### Task material

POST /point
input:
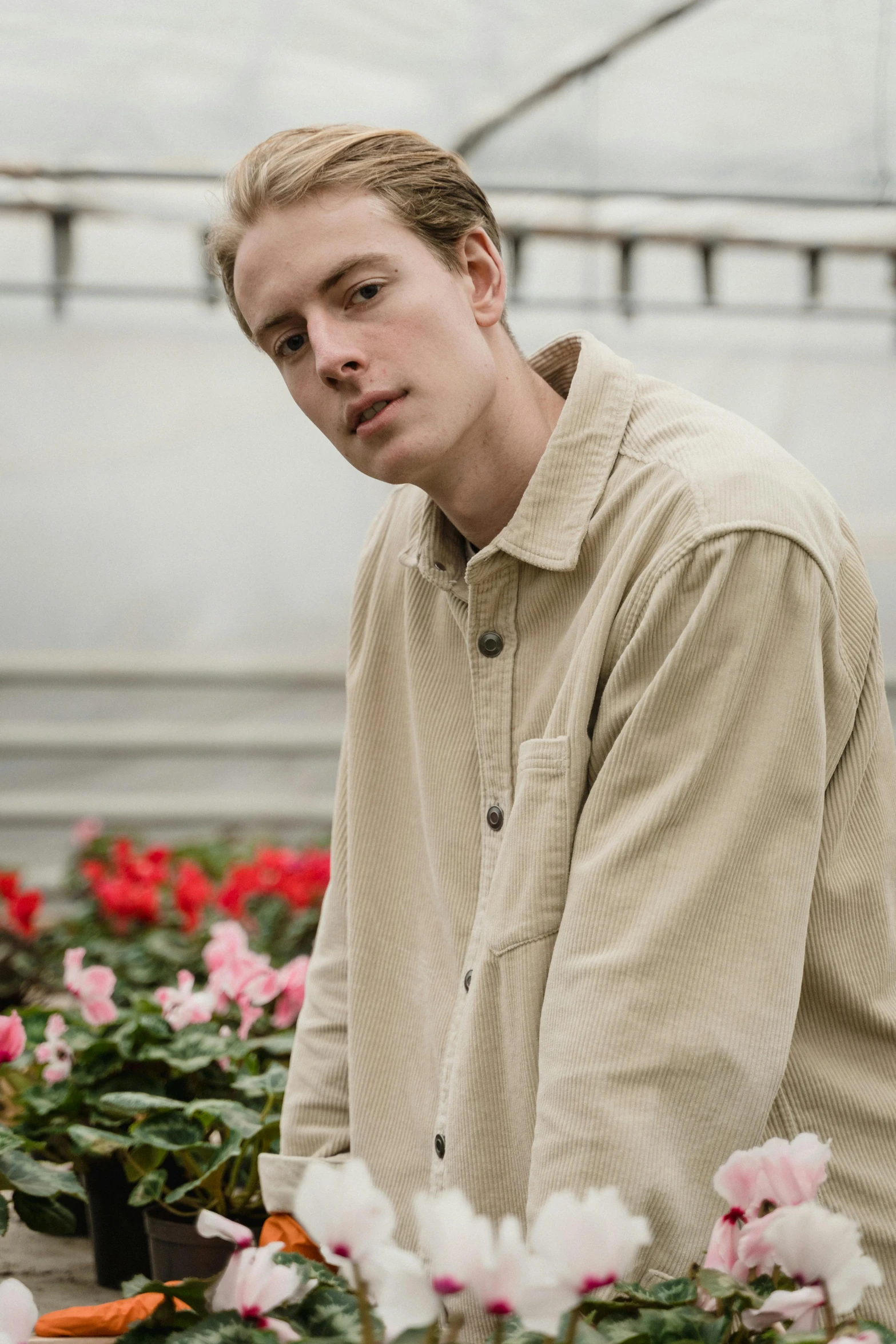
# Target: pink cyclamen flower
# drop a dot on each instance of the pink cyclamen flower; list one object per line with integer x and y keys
{"x": 182, "y": 1007}
{"x": 91, "y": 988}
{"x": 290, "y": 980}
{"x": 18, "y": 1312}
{"x": 778, "y": 1172}
{"x": 13, "y": 1042}
{"x": 238, "y": 975}
{"x": 229, "y": 941}
{"x": 590, "y": 1243}
{"x": 54, "y": 1051}
{"x": 254, "y": 1285}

### Stated task
Nothing but the pictures may be dropped; output the records above exactly.

### Written answer
POST /point
input:
# Target: pink cyclamen flower
# drop a dot on each instance of the pink cyclamen flower; list one object per line with integer x and y keys
{"x": 182, "y": 1007}
{"x": 91, "y": 988}
{"x": 290, "y": 980}
{"x": 18, "y": 1312}
{"x": 778, "y": 1172}
{"x": 13, "y": 1042}
{"x": 238, "y": 975}
{"x": 229, "y": 941}
{"x": 590, "y": 1243}
{"x": 54, "y": 1051}
{"x": 254, "y": 1285}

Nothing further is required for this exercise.